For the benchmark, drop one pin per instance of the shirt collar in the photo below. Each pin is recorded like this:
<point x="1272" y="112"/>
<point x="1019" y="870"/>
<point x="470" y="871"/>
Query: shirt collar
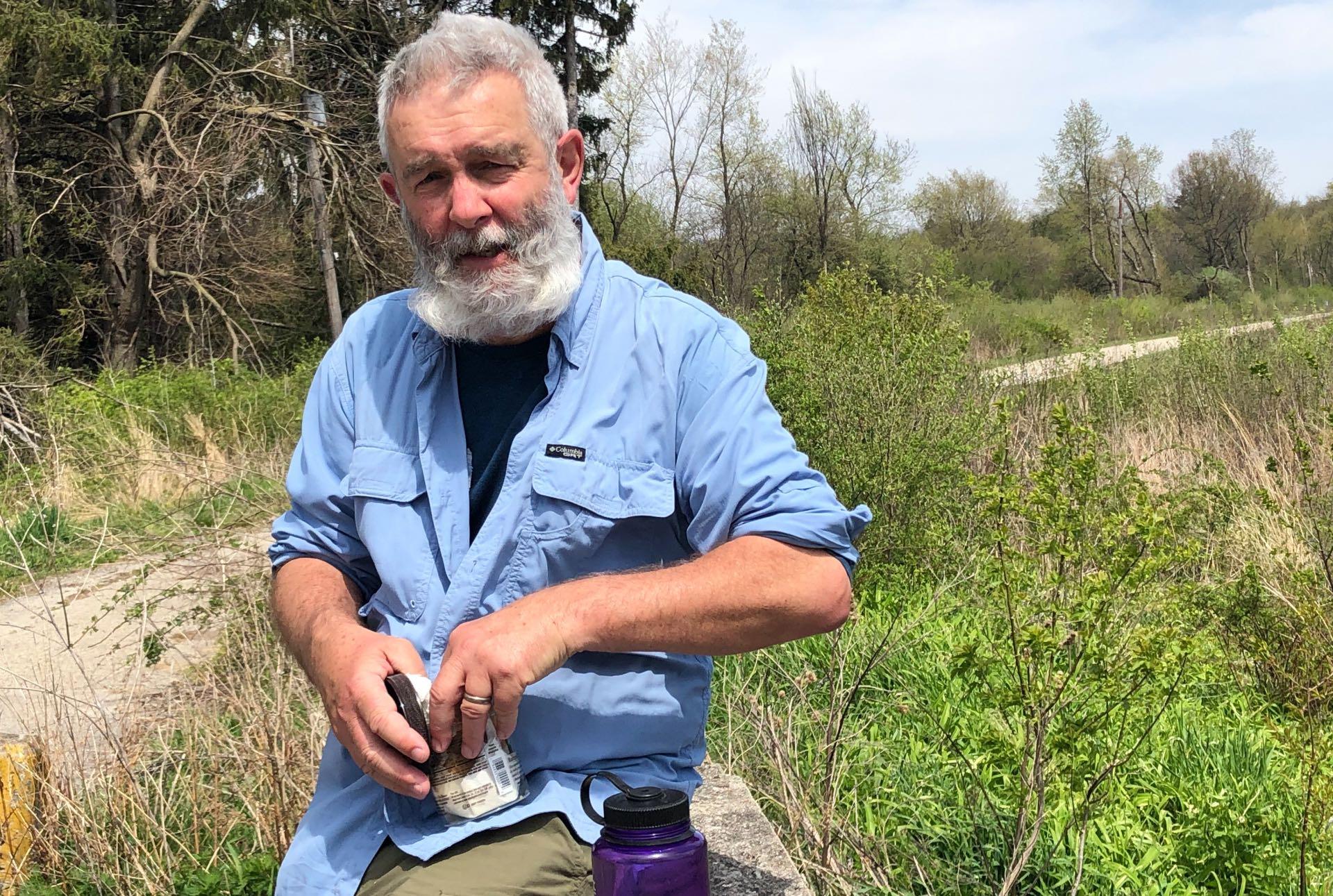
<point x="575" y="326"/>
<point x="573" y="330"/>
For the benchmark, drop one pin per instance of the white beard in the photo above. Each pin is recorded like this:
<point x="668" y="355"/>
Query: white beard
<point x="514" y="301"/>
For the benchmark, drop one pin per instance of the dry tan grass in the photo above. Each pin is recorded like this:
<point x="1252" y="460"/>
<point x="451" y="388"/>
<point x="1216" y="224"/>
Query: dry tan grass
<point x="221" y="761"/>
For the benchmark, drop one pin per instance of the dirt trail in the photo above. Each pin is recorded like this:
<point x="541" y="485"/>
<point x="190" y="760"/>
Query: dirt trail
<point x="72" y="661"/>
<point x="1050" y="369"/>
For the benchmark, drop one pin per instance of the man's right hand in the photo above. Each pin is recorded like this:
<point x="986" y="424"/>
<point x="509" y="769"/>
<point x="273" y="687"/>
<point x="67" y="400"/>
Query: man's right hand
<point x="350" y="664"/>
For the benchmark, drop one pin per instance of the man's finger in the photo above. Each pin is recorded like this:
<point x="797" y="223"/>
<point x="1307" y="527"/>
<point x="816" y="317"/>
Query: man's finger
<point x="475" y="713"/>
<point x="384" y="764"/>
<point x="383" y="719"/>
<point x="403" y="657"/>
<point x="507" y="696"/>
<point x="446" y="693"/>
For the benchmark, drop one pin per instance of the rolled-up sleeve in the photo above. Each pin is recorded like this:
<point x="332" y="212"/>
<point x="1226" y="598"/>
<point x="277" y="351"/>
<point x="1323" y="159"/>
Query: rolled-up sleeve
<point x="321" y="522"/>
<point x="739" y="470"/>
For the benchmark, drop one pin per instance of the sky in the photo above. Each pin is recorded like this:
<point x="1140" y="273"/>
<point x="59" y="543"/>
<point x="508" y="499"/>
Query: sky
<point x="984" y="84"/>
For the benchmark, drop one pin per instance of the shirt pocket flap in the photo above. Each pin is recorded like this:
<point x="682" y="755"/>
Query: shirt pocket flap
<point x="384" y="473"/>
<point x="612" y="489"/>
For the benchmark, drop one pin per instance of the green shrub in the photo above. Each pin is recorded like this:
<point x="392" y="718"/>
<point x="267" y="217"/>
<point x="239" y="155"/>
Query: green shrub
<point x="876" y="389"/>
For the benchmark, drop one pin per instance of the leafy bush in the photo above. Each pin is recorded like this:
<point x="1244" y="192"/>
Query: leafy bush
<point x="876" y="389"/>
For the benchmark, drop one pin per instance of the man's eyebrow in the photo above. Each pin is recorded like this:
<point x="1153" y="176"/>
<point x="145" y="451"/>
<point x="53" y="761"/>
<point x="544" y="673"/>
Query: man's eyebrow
<point x="419" y="164"/>
<point x="514" y="153"/>
<point x="510" y="152"/>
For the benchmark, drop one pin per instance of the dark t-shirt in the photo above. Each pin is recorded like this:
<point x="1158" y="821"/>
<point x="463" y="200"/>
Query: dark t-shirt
<point x="499" y="386"/>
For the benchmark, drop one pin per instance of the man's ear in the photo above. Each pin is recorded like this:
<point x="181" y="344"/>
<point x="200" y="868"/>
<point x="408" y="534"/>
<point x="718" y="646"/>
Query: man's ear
<point x="391" y="188"/>
<point x="569" y="156"/>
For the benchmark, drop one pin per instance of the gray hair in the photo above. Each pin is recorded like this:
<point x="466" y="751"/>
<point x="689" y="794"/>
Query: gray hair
<point x="466" y="47"/>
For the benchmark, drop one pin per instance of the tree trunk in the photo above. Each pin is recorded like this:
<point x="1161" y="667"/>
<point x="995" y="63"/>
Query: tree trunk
<point x="124" y="272"/>
<point x="11" y="235"/>
<point x="571" y="63"/>
<point x="320" y="212"/>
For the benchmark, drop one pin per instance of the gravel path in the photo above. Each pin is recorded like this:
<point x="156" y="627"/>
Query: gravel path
<point x="1050" y="369"/>
<point x="72" y="660"/>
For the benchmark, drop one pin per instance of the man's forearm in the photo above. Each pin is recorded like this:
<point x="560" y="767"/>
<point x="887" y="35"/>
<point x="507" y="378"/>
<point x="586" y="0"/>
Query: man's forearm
<point x="741" y="596"/>
<point x="311" y="599"/>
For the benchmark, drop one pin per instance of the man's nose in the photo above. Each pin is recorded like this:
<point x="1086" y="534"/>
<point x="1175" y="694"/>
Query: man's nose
<point x="467" y="205"/>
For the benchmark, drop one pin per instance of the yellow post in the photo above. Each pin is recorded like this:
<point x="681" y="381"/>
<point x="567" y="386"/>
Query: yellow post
<point x="19" y="781"/>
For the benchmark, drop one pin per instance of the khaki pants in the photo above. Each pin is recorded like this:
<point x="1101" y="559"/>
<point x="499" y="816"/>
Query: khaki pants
<point x="537" y="856"/>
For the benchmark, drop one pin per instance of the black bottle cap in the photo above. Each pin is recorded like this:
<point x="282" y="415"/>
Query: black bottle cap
<point x="637" y="809"/>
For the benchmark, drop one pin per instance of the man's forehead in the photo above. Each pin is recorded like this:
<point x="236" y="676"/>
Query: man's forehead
<point x="491" y="101"/>
<point x="507" y="151"/>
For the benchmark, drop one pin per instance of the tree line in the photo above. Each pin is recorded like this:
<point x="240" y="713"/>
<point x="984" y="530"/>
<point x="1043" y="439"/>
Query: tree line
<point x="195" y="179"/>
<point x="696" y="187"/>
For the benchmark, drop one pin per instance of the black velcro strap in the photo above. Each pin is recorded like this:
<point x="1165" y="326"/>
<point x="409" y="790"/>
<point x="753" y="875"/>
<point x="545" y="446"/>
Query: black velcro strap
<point x="404" y="695"/>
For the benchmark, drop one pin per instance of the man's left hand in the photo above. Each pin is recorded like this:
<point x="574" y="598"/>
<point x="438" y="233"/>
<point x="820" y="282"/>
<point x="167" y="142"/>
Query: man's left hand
<point x="495" y="657"/>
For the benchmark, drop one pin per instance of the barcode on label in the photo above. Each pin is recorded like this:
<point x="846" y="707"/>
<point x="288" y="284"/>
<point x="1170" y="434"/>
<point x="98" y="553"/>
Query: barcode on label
<point x="500" y="767"/>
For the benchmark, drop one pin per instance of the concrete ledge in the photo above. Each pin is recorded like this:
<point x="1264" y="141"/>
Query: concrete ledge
<point x="744" y="855"/>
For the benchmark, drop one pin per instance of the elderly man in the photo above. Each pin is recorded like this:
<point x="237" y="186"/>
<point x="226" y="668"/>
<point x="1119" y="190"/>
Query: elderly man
<point x="546" y="482"/>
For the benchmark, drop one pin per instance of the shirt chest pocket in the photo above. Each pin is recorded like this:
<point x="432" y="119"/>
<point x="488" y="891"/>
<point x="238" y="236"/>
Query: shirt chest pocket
<point x="394" y="522"/>
<point x="599" y="515"/>
<point x="572" y="495"/>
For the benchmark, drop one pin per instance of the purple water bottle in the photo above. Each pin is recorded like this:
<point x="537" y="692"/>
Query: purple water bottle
<point x="647" y="845"/>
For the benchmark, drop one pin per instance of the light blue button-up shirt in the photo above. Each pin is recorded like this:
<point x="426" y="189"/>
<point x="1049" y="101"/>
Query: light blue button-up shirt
<point x="671" y="448"/>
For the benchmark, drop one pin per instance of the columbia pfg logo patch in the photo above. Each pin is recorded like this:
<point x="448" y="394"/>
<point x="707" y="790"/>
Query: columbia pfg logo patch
<point x="568" y="453"/>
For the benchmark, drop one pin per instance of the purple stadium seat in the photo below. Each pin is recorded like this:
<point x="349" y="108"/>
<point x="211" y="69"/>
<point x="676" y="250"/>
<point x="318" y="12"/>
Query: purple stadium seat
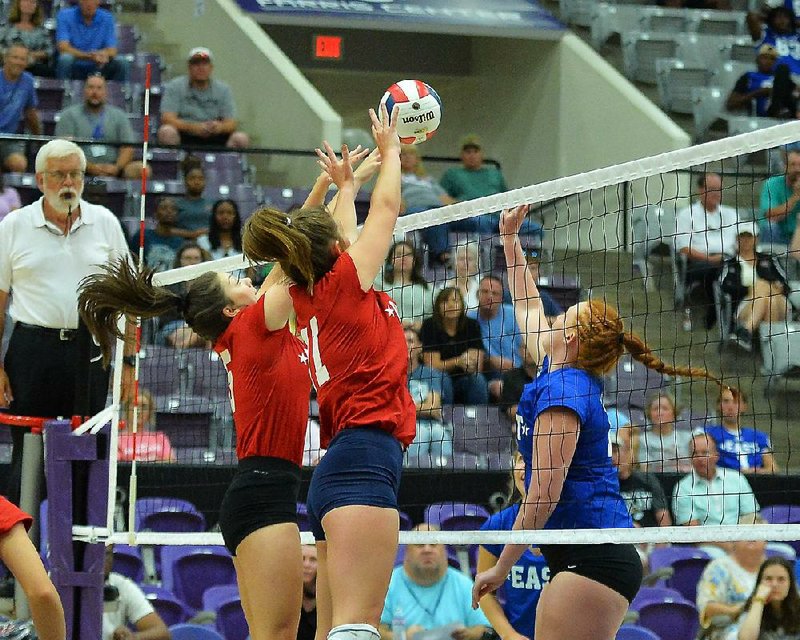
<point x="456" y="516"/>
<point x="215" y="596"/>
<point x="687" y="575"/>
<point x="193" y="632"/>
<point x="128" y="562"/>
<point x="170" y="608"/>
<point x="670" y="620"/>
<point x="168" y="514"/>
<point x="188" y="571"/>
<point x="231" y="622"/>
<point x="635" y="632"/>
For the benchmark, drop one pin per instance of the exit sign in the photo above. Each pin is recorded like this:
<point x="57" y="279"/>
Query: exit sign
<point x="327" y="47"/>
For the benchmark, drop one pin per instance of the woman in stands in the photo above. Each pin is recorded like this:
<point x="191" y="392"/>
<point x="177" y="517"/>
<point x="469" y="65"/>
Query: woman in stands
<point x="269" y="386"/>
<point x="772" y="612"/>
<point x="570" y="481"/>
<point x="358" y="362"/>
<point x="516" y="617"/>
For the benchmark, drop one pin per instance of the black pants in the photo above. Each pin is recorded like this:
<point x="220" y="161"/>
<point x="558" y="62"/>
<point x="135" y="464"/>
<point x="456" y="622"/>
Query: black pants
<point x="50" y="378"/>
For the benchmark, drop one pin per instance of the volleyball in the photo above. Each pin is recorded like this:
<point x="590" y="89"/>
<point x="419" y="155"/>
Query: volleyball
<point x="419" y="110"/>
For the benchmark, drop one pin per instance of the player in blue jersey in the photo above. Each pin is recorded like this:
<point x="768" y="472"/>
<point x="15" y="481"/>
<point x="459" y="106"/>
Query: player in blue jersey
<point x="515" y="618"/>
<point x="570" y="481"/>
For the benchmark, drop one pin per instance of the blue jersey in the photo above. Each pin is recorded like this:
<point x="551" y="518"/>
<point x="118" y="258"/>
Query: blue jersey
<point x="525" y="581"/>
<point x="743" y="450"/>
<point x="590" y="498"/>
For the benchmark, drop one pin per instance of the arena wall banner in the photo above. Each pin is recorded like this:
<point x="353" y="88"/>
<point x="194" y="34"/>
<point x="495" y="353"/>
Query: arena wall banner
<point x="521" y="16"/>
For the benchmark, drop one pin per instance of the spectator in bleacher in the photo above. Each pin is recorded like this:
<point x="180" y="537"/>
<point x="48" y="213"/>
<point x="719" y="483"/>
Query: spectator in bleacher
<point x="9" y="198"/>
<point x="741" y="448"/>
<point x="705" y="235"/>
<point x="452" y="343"/>
<point x="132" y="608"/>
<point x="420" y="193"/>
<point x="725" y="585"/>
<point x="501" y="336"/>
<point x="194" y="211"/>
<point x="160" y="244"/>
<point x="772" y="612"/>
<point x="198" y="110"/>
<point x="663" y="447"/>
<point x="710" y="494"/>
<point x="433" y="441"/>
<point x="429" y="595"/>
<point x="26" y="24"/>
<point x="86" y="36"/>
<point x="402" y="279"/>
<point x="515" y="619"/>
<point x="514" y="382"/>
<point x="97" y="120"/>
<point x="46" y="249"/>
<point x="466" y="278"/>
<point x="780" y="204"/>
<point x="307" y="628"/>
<point x="19" y="103"/>
<point x="173" y="330"/>
<point x="641" y="491"/>
<point x="753" y="90"/>
<point x="475" y="179"/>
<point x="224" y="230"/>
<point x="757" y="286"/>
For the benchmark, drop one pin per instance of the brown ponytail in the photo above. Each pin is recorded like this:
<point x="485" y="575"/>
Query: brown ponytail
<point x="121" y="290"/>
<point x="602" y="340"/>
<point x="301" y="242"/>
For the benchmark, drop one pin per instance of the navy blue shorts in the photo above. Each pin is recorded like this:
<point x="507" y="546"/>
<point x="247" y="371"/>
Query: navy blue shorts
<point x="362" y="467"/>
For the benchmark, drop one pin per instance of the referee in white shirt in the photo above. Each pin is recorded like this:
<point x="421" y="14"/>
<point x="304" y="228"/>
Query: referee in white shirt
<point x="46" y="249"/>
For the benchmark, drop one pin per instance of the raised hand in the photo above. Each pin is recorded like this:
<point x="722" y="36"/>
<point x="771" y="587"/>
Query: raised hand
<point x="511" y="220"/>
<point x="384" y="130"/>
<point x="339" y="170"/>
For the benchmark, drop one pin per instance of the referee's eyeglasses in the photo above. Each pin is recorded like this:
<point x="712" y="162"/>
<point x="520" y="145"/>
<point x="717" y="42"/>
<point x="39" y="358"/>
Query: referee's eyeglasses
<point x="61" y="176"/>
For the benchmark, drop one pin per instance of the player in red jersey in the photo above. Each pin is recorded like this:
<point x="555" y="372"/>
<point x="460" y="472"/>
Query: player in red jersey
<point x="269" y="388"/>
<point x="358" y="362"/>
<point x="20" y="556"/>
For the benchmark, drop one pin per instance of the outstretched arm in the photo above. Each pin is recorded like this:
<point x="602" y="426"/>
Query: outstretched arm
<point x="369" y="251"/>
<point x="528" y="308"/>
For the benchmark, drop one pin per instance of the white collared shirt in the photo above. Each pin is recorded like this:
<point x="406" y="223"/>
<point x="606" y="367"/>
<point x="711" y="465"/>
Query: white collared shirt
<point x="42" y="267"/>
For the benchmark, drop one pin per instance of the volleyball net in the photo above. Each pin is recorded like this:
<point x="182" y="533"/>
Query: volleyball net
<point x="607" y="234"/>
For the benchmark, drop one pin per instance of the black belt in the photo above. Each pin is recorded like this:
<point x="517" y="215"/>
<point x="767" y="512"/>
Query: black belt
<point x="63" y="334"/>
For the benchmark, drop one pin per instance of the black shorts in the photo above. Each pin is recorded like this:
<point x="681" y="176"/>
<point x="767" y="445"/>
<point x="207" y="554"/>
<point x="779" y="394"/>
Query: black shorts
<point x="263" y="492"/>
<point x="616" y="566"/>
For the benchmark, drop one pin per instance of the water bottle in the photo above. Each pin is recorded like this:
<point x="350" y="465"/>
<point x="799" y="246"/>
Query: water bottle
<point x="398" y="625"/>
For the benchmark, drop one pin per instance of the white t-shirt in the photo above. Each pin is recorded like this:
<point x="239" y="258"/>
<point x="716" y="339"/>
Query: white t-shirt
<point x="133" y="605"/>
<point x="706" y="232"/>
<point x="43" y="267"/>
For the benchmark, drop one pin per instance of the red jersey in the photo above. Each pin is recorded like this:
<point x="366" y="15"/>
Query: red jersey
<point x="11" y="514"/>
<point x="357" y="355"/>
<point x="269" y="386"/>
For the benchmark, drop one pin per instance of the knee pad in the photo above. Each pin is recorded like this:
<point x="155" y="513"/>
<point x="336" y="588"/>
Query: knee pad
<point x="354" y="632"/>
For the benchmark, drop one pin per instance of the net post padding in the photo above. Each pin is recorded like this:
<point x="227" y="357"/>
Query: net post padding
<point x="77" y="572"/>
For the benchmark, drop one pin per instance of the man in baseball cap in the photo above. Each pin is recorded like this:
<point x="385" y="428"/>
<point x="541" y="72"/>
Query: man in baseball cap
<point x="198" y="110"/>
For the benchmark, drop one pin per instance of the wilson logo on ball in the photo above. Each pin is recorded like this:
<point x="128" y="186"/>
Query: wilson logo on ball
<point x="419" y="110"/>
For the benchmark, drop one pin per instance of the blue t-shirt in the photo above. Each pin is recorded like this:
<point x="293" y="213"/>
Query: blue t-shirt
<point x="590" y="498"/>
<point x="15" y="98"/>
<point x="99" y="34"/>
<point x="525" y="581"/>
<point x="743" y="450"/>
<point x="501" y="337"/>
<point x="448" y="601"/>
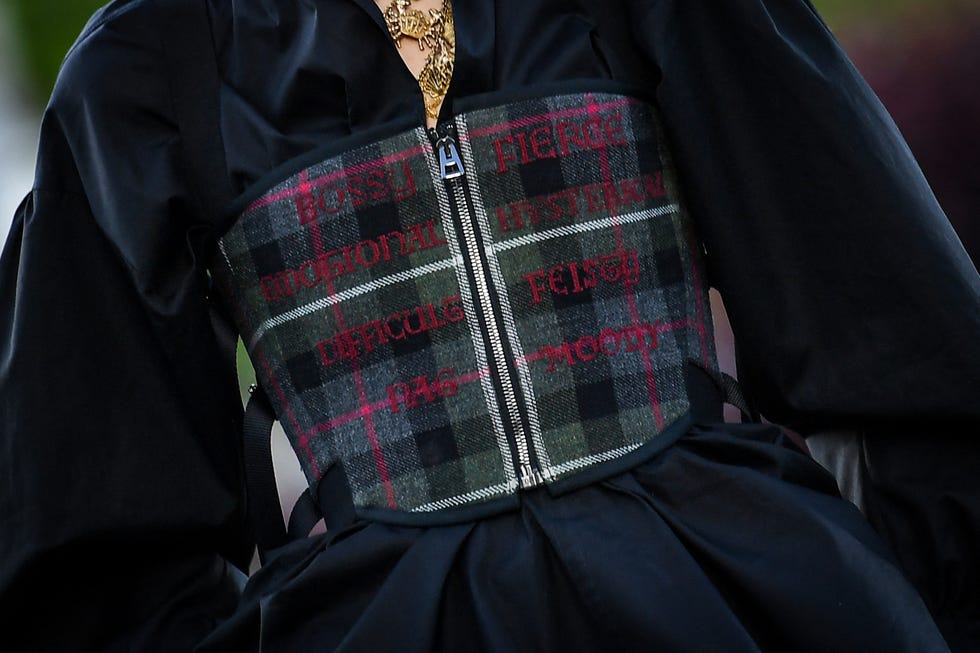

▶ Exercise goal:
Count the lines of the entries above that contain the string "yellow", matching case exactly. Reply with only the number.

▶ The completed task:
2